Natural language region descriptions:
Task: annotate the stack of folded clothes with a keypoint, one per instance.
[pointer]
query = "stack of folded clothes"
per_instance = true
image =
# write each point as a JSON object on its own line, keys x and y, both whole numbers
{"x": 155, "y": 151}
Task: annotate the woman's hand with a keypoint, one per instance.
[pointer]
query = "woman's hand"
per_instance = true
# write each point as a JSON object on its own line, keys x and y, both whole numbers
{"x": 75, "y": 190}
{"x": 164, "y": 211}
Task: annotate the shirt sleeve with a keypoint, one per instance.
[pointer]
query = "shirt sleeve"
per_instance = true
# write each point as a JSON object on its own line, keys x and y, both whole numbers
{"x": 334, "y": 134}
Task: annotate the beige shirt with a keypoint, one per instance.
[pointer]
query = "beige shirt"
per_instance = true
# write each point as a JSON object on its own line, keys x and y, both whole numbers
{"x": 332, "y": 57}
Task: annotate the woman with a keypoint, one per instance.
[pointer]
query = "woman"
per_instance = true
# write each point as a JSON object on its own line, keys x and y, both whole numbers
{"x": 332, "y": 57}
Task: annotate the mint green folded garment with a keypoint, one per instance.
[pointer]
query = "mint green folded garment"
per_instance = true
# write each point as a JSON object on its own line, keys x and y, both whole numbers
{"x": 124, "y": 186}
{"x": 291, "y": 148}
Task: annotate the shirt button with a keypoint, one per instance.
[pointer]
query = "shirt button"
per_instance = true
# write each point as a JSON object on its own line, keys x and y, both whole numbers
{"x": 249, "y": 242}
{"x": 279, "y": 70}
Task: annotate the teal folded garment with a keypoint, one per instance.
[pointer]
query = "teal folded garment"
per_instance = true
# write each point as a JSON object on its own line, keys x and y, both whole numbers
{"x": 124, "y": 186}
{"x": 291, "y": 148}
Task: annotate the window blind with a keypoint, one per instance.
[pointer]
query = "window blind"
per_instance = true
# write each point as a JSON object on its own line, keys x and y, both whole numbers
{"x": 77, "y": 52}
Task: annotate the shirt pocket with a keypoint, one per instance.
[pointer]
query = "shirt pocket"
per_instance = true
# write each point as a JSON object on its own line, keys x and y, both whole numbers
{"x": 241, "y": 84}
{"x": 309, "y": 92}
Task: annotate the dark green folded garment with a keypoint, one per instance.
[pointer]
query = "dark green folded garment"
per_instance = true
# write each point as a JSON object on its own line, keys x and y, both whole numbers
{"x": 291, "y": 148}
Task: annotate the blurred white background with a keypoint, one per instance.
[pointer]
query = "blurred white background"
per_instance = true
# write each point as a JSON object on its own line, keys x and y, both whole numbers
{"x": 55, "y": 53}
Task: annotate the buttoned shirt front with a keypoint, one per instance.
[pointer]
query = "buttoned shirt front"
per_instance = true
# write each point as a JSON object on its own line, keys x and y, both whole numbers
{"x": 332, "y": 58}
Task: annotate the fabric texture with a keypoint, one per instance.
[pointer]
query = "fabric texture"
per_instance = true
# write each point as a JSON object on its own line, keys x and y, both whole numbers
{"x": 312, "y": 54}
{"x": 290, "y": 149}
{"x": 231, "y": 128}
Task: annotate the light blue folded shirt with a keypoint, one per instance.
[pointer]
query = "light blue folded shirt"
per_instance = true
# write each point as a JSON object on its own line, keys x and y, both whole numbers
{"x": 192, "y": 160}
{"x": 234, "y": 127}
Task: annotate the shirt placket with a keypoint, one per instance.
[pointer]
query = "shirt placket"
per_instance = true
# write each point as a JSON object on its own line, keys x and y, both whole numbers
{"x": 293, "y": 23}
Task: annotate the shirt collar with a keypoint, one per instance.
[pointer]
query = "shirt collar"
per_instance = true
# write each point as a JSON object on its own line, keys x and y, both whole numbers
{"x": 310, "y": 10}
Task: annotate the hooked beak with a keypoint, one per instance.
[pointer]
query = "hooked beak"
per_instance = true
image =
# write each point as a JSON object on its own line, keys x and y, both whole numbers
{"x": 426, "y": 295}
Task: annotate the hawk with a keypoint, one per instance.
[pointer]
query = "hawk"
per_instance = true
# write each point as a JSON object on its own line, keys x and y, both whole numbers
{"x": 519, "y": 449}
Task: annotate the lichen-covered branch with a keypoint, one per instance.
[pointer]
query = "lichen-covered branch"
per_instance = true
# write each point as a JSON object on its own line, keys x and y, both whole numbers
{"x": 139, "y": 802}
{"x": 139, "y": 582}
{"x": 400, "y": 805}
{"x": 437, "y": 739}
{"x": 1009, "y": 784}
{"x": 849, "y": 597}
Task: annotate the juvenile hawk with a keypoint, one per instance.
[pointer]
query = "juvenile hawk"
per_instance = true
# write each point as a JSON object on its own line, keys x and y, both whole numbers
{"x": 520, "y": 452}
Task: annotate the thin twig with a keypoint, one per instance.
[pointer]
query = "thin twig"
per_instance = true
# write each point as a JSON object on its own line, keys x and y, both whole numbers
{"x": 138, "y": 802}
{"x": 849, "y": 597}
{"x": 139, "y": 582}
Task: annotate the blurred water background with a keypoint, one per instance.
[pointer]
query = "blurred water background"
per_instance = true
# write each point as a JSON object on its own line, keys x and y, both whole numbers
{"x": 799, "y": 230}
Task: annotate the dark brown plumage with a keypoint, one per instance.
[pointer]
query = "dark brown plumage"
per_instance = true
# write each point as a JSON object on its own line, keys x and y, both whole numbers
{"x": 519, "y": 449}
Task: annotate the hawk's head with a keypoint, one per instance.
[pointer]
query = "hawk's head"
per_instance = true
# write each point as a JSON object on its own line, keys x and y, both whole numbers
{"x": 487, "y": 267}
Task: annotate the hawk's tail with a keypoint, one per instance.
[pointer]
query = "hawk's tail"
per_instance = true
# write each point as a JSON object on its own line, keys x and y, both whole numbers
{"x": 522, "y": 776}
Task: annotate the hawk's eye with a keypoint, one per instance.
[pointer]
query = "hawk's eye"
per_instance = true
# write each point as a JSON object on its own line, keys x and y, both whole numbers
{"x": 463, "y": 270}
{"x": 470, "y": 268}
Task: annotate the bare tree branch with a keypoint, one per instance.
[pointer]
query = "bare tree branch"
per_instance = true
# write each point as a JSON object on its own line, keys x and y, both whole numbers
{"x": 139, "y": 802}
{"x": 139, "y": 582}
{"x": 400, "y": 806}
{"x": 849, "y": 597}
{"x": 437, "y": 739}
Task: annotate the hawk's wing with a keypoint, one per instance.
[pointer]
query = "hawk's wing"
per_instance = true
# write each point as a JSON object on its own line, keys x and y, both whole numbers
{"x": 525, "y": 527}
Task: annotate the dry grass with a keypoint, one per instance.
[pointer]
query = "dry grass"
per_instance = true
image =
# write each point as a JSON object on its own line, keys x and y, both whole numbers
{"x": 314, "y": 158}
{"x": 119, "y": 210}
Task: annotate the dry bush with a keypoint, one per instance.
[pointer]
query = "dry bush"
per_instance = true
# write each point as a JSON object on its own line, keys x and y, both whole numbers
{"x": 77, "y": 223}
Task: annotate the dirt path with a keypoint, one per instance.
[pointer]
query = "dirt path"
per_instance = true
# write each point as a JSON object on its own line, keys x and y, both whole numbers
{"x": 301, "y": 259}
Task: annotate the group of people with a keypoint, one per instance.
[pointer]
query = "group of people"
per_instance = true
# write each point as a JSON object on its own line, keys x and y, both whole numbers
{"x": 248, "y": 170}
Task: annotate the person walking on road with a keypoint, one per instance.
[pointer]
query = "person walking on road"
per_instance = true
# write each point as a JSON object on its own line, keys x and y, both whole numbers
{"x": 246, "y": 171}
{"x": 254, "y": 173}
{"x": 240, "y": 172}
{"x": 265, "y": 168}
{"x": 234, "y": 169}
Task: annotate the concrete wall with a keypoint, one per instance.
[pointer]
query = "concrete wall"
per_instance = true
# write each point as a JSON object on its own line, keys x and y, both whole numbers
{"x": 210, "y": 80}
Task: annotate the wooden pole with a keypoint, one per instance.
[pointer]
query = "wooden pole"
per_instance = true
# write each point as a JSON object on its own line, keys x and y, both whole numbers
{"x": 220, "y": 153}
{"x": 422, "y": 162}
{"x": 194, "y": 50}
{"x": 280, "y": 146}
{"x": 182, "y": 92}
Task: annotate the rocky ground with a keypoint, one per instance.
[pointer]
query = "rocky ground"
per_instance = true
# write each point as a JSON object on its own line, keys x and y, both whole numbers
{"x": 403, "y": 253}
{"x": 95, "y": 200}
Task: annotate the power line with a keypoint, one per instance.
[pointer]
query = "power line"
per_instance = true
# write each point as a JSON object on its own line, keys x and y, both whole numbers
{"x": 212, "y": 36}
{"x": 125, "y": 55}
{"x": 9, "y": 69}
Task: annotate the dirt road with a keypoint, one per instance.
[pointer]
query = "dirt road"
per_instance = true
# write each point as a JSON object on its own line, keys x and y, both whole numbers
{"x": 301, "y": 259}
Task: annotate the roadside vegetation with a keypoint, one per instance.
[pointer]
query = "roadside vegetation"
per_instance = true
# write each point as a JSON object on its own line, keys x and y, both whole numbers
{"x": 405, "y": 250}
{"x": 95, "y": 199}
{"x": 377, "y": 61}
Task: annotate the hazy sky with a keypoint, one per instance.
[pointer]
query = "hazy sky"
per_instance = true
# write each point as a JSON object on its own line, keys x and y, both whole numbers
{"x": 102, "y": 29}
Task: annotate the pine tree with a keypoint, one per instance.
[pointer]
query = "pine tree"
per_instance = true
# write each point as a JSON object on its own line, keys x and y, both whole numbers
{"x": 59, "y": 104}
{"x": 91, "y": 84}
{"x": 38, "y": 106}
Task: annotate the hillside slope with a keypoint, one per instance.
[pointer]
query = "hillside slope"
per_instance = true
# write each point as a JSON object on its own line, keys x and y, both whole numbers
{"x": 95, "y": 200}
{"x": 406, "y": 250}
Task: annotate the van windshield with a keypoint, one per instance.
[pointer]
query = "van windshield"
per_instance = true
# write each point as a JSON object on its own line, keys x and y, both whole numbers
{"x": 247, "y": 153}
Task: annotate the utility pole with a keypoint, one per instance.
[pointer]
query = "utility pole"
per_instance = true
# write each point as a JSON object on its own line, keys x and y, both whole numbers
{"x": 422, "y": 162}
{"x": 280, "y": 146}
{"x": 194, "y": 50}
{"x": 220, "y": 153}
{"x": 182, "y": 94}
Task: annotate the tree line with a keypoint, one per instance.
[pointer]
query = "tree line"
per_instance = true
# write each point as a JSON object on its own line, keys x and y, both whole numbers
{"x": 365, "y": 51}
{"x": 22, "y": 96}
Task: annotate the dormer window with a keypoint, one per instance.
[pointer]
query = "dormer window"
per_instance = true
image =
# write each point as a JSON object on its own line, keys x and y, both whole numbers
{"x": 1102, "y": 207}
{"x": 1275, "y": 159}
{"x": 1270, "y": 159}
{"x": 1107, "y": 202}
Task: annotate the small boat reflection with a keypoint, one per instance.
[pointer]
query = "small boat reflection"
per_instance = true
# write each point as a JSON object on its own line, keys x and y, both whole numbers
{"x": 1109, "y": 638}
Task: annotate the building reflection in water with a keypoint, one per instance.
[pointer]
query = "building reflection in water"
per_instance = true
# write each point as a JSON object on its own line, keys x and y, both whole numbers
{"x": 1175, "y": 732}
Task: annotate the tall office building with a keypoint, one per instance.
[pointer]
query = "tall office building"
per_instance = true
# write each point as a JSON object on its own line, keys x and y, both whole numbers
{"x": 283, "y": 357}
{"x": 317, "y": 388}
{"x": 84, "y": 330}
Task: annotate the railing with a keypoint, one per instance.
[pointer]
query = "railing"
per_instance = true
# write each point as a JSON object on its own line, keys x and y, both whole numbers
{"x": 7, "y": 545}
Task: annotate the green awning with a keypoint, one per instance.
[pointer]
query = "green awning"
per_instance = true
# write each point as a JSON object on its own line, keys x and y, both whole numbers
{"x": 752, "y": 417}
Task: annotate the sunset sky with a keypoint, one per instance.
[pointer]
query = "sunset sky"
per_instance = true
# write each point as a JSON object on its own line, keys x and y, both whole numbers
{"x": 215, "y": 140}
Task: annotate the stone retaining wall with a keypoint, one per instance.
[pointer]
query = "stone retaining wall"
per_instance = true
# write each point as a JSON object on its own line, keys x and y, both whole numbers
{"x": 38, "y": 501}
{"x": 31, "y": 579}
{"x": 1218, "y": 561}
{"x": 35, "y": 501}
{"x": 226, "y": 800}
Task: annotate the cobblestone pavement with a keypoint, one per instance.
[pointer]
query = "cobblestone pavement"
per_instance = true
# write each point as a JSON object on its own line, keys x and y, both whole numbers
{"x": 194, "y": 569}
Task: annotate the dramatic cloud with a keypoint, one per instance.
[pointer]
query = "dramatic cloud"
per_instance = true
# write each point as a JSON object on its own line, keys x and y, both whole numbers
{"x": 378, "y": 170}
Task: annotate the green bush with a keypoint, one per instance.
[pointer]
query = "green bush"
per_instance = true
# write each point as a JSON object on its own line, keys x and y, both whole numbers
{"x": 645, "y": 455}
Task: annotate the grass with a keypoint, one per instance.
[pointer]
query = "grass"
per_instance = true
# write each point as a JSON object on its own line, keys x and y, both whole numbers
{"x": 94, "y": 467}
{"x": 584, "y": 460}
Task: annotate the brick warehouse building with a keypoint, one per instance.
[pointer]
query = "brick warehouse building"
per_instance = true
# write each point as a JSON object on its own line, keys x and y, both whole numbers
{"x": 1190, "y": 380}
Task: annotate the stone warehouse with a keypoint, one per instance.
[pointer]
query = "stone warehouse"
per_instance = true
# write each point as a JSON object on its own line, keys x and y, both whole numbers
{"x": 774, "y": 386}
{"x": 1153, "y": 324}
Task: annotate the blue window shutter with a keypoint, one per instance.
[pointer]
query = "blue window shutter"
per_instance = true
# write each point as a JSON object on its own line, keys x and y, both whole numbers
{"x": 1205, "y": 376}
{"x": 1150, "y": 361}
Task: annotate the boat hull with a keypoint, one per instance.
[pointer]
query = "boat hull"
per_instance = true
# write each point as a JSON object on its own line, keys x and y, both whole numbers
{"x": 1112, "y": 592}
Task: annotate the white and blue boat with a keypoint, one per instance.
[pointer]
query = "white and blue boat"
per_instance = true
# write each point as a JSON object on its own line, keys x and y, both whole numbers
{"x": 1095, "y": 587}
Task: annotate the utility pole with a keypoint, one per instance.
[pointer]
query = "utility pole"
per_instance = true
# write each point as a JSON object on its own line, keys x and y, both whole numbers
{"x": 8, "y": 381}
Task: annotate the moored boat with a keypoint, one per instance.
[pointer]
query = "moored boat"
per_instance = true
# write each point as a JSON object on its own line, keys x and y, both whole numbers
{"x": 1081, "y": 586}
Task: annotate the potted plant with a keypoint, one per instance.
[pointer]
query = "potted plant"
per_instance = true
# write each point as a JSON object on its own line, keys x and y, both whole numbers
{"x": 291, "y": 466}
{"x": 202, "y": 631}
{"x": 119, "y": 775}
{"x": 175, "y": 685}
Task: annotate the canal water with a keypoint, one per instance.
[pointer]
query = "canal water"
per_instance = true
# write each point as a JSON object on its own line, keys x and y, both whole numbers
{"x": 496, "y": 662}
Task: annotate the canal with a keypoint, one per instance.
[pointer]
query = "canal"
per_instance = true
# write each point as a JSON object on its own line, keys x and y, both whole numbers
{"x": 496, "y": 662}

Exercise goal: What is the number of lines in the records that contain the word "warehouse"? Answer with the number and nothing else.

Written answer: 4